**Zadania do wykonania:**
(1) Odpowiedz na pytania do tekstu o produkcji mleka:
(a) Ile krów mlecznych ma Leszek Olszewski?
(b) O ile większa niż przed rokiem była w listopadzie produkcja mleka w województwie kujawsko-pomorskim?
(c) Jakie urządzenie Leszek Olszewski zamierza kupić w ramach modernizacji?
(2) Przepisz bez zmian fragment tekstu o produkcji mleka, który zaczyna się od słów "Co przyczyniło się" i kończy na słowach "zostać w tyle.".
##### Wybrany fragment
Wzrasta produkcja mleka, z eksportem przetworów mlecznych nie ma problemów, ale stawki w skupie wciąż są bardzo niskie.
- Pomimo tego, że na razie nie zwiększyłem liczebności stada, to sprzedaję nieco więcej mleka - mówi Leszek Olszewski, rolnik z miejscowości Białowieżyn (k. Lipna), który ma 107 krów mlecznych. - Wydajność rośnie. Teraz średnio wynosi ona 9300 litrów od sztuki, rok temu było to o około 600 litrów mniej.
Co przyczyniło się do wzrostu wydajności? - Lepsze doradztwo żywieniowe - mówi rolnik i dodaje z uśmiechem: - Tak naprawdę, to bardziej zacząłem słuchać doradców.
- W województwie kujawsko-pomorskim, w listopadzie tego roku produkcja mleka była o około dwa procent większa niż przed rokiem - mówi Tadeusz Zaborowski, dyr. bydgoskiego oddziału Agencji Rynku Rolnego.
Kary i kredyty do spłacenia
Takiego scenariusza spodziewano się w branży po uwolnieniu kwot mlecznych. Bo niektórzy rolnicy zamierzają niższe zyski nadrabiać wielkością produkcji. A ci, którzy zainwestowali w nowoczesne obory, spłacają kredyty i nie mają szans na zmianę profilu produkcji, nie chcą zostać w tyle.
- Złożyłem wniosek o wsparcie na modernizację - mówi Leszek Olszewski. - Kupię między innymi robota udojowego.
##########
##### Dane
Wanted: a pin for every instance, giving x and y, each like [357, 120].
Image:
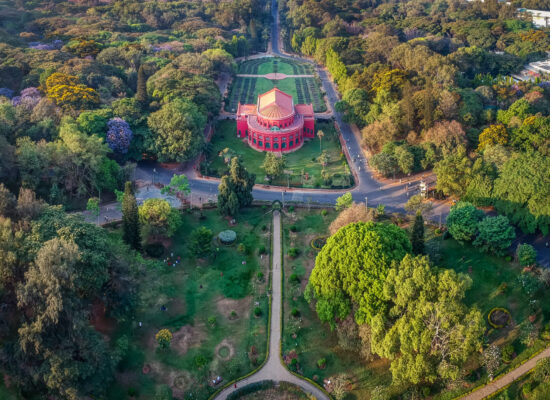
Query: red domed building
[275, 123]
##########
**Rozwiązane zadania:**
(1)
(a) 107.
(b) O około dwa procent.
(c) Robota udojowego.

(2)
Co przyczyniło się do wzrostu wydajności? - Lepsze doradztwo żywieniowe - mówi rolnik i dodaje z uśmiechem: - Tak naprawdę, to bardziej zacząłem słuchać doradców.
- W województwie kujawsko-pomorskim, w listopadzie tego roku produkcja mleka była o około dwa procent większa niż przed rokiem - mówi Tadeusz Zaborowski, dyr. bydgoskiego oddziału Agencji Rynku Rolnego.
Kary i kredyty do spłacenia
Takiego scenariusza spodziewano się w branży po uwolnieniu kwot mlecznych. Bo niektórzy rolnicy zamierzają niższe zyski nadrabiać wielkością produkcji. A ci, którzy zainwestowali w nowoczesne obory, spłacają kredyty i nie mają szans na zmianę profilu produkcji, nie chcą zostać w tyle.